● **The records**:
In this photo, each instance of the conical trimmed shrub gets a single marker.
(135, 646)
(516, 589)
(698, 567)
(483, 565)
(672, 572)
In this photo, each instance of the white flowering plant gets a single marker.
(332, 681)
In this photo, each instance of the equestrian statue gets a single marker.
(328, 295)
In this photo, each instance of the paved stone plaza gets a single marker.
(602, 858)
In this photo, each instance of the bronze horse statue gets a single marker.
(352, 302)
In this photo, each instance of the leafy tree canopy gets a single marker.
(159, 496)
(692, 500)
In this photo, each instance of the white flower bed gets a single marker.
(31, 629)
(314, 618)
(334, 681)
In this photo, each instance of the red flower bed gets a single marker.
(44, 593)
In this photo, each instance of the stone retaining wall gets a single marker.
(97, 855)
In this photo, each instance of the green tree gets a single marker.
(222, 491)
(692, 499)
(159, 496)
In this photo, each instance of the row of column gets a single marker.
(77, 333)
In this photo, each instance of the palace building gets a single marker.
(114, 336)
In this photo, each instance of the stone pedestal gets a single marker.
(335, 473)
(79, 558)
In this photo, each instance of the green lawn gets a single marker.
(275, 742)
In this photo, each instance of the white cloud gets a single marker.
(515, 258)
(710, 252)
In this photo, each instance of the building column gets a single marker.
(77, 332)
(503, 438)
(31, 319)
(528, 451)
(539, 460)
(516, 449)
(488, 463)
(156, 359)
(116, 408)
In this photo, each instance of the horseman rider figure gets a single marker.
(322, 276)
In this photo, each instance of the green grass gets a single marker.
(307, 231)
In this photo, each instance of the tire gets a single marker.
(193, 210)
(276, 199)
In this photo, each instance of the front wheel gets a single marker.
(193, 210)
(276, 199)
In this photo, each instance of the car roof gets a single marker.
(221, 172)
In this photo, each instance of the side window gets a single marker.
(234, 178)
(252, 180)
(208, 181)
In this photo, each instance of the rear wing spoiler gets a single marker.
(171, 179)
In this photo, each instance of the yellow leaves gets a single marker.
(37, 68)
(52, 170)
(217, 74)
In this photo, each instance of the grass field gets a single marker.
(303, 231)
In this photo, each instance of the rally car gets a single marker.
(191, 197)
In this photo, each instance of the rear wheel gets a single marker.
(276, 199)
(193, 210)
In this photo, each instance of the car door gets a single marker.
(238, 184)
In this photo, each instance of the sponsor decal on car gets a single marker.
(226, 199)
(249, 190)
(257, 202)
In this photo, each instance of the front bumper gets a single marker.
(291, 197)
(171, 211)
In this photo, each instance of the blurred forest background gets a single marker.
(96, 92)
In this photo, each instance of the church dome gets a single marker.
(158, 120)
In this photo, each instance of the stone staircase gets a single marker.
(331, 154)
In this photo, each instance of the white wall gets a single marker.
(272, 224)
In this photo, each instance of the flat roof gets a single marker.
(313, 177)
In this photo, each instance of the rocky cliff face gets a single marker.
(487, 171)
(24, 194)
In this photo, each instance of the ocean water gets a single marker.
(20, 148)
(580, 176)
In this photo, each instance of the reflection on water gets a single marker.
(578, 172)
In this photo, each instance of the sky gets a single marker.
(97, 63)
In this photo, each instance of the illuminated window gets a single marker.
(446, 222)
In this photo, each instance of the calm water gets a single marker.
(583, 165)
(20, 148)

● **Task to complete**: Retype the listing. Match it exactly.

● **Response**:
In this photo, each instance of the conical trimmed shrub gets a single marker.
(135, 646)
(516, 589)
(698, 567)
(483, 565)
(672, 572)
In this photo, each instance of the white flowering plant gets a single marker.
(332, 681)
In this photo, each instance of the equestrian statue gets a single marker.
(328, 295)
In this photo, each instance of the paved stone plaza gets a single marker.
(602, 858)
In this photo, each instance of the bronze horse statue gets a single marker.
(352, 302)
In this photo, each instance of the leafy tree canopy gets a single marker.
(159, 496)
(692, 500)
In this photo, each instance of the white flower bed gets a single marker.
(31, 629)
(314, 618)
(334, 681)
In this photo, each instance of the red flower bed gets a single marker.
(44, 593)
In this photo, each instance of the stone retaining wall gets a single marker.
(97, 855)
In this photo, each instance of the green tree gets a single marker.
(222, 491)
(692, 499)
(159, 496)
In this photo, each instance of the row of column gets a single marker.
(77, 333)
In this photo, each instance of the palace building gets a single marker.
(114, 336)
In this photo, each instance of the stone pedestal gets a single marker.
(335, 473)
(79, 558)
In this photo, each instance of the green lawn gets a single marker.
(275, 742)
In this photo, each instance of the white cloud gets a single marker.
(515, 258)
(710, 252)
In this photo, each instance of the building column gets a single marker.
(77, 332)
(503, 438)
(31, 319)
(528, 451)
(539, 460)
(516, 449)
(488, 463)
(156, 359)
(116, 408)
In this photo, each instance of the horseman rider figure gets a single marker.
(322, 276)
In this photo, each instance of the green grass gets a single marker.
(307, 231)
In this photo, each instance of the tire gets a single marker.
(193, 210)
(276, 199)
In this photo, each instance of the front wheel gets a single marker.
(193, 210)
(276, 199)
In this photo, each instance of the car roof gets a single marker.
(221, 172)
In this photo, each instance of the side window gets a single marker.
(234, 178)
(252, 180)
(208, 181)
In this photo, each instance of the rear wing spoiler gets a single marker.
(171, 179)
In this photo, each instance of the yellow leaves gets a single marker.
(37, 68)
(52, 170)
(217, 74)
In this photo, each instance of the grass field gets a single marker.
(303, 231)
In this photo, each instance of the rally car gets a single marker.
(191, 197)
In this photo, each instance of the rear wheel gets a single marker.
(276, 199)
(193, 210)
In this photo, each instance of the car door gets a single marker.
(238, 184)
In this photo, each instance of the sponsor decal on car gets a single marker.
(226, 199)
(249, 190)
(257, 202)
In this photo, each instance of the front bumper gets a single marker.
(291, 197)
(171, 211)
In this photo, each instance of the blurred forest background gets a single marker.
(96, 92)
In this photo, each instance of the church dome gets a single marker.
(158, 120)
In this photo, each instance of the stone staircase gets a single marker.
(331, 154)
In this photo, each instance of the white wall gets a single marker.
(272, 224)
In this photo, each instance of the flat roof gets a single marker.
(313, 177)
In this photo, each instance of the rocky cliff face gets a single marker.
(487, 171)
(24, 194)
In this photo, each instance of the ocean water gets a single marker.
(20, 148)
(580, 176)
In this photo, each instance of the reflection on water gets a single marker.
(578, 172)
In this photo, each instance of the sky gets a single marker.
(97, 63)
In this photo, each instance of the illuminated window gets a single marker.
(446, 222)
In this photo, each instance of the calm water gets a single marker.
(583, 165)
(20, 148)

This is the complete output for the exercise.